The problem =>
Retype all of the records shown beneath this task, exactly as they stand.

[Referring expression data]

:::::

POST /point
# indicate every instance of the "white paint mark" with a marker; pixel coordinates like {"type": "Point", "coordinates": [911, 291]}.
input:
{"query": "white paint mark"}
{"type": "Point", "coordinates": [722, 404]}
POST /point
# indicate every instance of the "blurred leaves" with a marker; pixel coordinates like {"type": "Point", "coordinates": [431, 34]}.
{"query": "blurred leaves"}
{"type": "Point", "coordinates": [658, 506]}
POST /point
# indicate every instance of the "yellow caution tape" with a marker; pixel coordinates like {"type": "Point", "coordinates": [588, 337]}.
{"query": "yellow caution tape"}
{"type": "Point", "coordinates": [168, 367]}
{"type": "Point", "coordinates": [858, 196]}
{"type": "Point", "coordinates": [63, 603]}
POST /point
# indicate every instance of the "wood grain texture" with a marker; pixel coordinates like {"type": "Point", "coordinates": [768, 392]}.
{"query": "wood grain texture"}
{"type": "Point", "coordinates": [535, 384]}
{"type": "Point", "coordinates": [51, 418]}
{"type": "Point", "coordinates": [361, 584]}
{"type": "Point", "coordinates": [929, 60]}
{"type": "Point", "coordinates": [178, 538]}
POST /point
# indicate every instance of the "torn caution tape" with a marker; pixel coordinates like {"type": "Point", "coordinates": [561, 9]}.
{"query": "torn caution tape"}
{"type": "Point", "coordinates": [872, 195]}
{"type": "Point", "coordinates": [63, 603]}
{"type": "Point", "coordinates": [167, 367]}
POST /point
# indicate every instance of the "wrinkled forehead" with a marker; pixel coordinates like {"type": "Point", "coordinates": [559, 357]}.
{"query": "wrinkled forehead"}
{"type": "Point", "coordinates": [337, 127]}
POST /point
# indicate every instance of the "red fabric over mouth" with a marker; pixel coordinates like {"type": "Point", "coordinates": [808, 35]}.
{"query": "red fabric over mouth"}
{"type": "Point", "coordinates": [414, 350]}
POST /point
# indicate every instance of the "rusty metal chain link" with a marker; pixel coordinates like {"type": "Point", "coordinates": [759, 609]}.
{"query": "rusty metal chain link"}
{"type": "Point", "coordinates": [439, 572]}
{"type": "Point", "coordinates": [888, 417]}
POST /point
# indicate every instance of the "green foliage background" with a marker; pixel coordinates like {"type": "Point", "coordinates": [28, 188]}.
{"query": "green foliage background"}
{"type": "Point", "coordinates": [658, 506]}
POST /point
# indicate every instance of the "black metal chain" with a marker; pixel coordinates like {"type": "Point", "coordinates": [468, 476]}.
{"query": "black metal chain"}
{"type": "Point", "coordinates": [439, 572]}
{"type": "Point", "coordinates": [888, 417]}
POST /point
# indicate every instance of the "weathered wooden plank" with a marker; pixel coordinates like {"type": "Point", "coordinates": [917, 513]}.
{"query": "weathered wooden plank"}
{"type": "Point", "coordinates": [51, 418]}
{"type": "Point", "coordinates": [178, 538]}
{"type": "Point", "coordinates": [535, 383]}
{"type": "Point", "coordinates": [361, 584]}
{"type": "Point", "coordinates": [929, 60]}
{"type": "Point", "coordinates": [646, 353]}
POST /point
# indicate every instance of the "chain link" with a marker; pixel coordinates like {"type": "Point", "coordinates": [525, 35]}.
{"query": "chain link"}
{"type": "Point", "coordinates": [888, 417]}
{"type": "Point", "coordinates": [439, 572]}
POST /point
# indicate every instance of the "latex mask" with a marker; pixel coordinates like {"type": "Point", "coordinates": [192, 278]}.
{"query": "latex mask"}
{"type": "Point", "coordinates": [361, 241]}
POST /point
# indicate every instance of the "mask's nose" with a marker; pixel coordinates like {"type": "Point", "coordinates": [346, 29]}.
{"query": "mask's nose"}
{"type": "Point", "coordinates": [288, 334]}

:::::

Output for this exercise =>
POST /point
# indicate every instance of the "white paint mark" with a marker; pixel coordinates like {"type": "Point", "coordinates": [911, 291]}.
input:
{"query": "white paint mark"}
{"type": "Point", "coordinates": [722, 404]}
POST /point
# indicate every instance of the "blurred leaves" with a marker; pixel coordinates like {"type": "Point", "coordinates": [431, 34]}.
{"query": "blurred leaves"}
{"type": "Point", "coordinates": [658, 506]}
POST /point
# indicate every instance of the "yellow caution tape" with a marker; pixel coordinates like {"type": "Point", "coordinates": [588, 337]}.
{"query": "yellow caution tape"}
{"type": "Point", "coordinates": [168, 367]}
{"type": "Point", "coordinates": [858, 196]}
{"type": "Point", "coordinates": [63, 603]}
POST /point
# indicate every instance of the "wood grain texture" with a marker; pixel coordinates like {"type": "Point", "coordinates": [768, 392]}.
{"query": "wood grain texture"}
{"type": "Point", "coordinates": [535, 384]}
{"type": "Point", "coordinates": [51, 418]}
{"type": "Point", "coordinates": [361, 584]}
{"type": "Point", "coordinates": [929, 60]}
{"type": "Point", "coordinates": [178, 538]}
POST /point
# indicate every instance of the "torn caution tape" with a marker; pixel coordinates like {"type": "Point", "coordinates": [561, 9]}.
{"query": "torn caution tape"}
{"type": "Point", "coordinates": [872, 195]}
{"type": "Point", "coordinates": [63, 603]}
{"type": "Point", "coordinates": [167, 367]}
POST /point
# indicate every instance of the "wrinkled forehead" with a marker; pixel coordinates like {"type": "Point", "coordinates": [559, 357]}.
{"query": "wrinkled forehead"}
{"type": "Point", "coordinates": [337, 127]}
POST /point
# indicate every instance of the "red fabric over mouth" with a marker; pixel coordinates like {"type": "Point", "coordinates": [808, 35]}.
{"query": "red fabric over mouth"}
{"type": "Point", "coordinates": [414, 350]}
POST /point
# indicate every instance of the "rusty metal chain link" with a marker; pixel coordinates like {"type": "Point", "coordinates": [759, 609]}.
{"query": "rusty metal chain link"}
{"type": "Point", "coordinates": [439, 572]}
{"type": "Point", "coordinates": [888, 417]}
POST /point
# indicate every instance of the "green foliage background" with a marker; pixel coordinates like {"type": "Point", "coordinates": [28, 188]}.
{"query": "green foliage background"}
{"type": "Point", "coordinates": [658, 506]}
POST /point
# indicate every instance of the "black metal chain" with a marker; pixel coordinates like {"type": "Point", "coordinates": [468, 476]}.
{"query": "black metal chain"}
{"type": "Point", "coordinates": [439, 572]}
{"type": "Point", "coordinates": [888, 417]}
POST /point
# indicate every instance of the "weathered wooden plank" with a marker; pixel coordinates like {"type": "Point", "coordinates": [917, 513]}.
{"query": "weathered wooden plank"}
{"type": "Point", "coordinates": [51, 418]}
{"type": "Point", "coordinates": [178, 538]}
{"type": "Point", "coordinates": [535, 383]}
{"type": "Point", "coordinates": [361, 584]}
{"type": "Point", "coordinates": [929, 60]}
{"type": "Point", "coordinates": [646, 353]}
POST /point
# indicate every instance of the "chain link" with a marker; pixel coordinates like {"type": "Point", "coordinates": [525, 35]}.
{"query": "chain link"}
{"type": "Point", "coordinates": [888, 417]}
{"type": "Point", "coordinates": [439, 572]}
POST /point
# indicate every instance of the "latex mask" with a marker; pixel coordinates like {"type": "Point", "coordinates": [192, 278]}.
{"query": "latex mask"}
{"type": "Point", "coordinates": [361, 241]}
POST /point
# indicate every instance of the "mask's nose" with a marker; pixel coordinates like {"type": "Point", "coordinates": [346, 29]}.
{"query": "mask's nose"}
{"type": "Point", "coordinates": [288, 334]}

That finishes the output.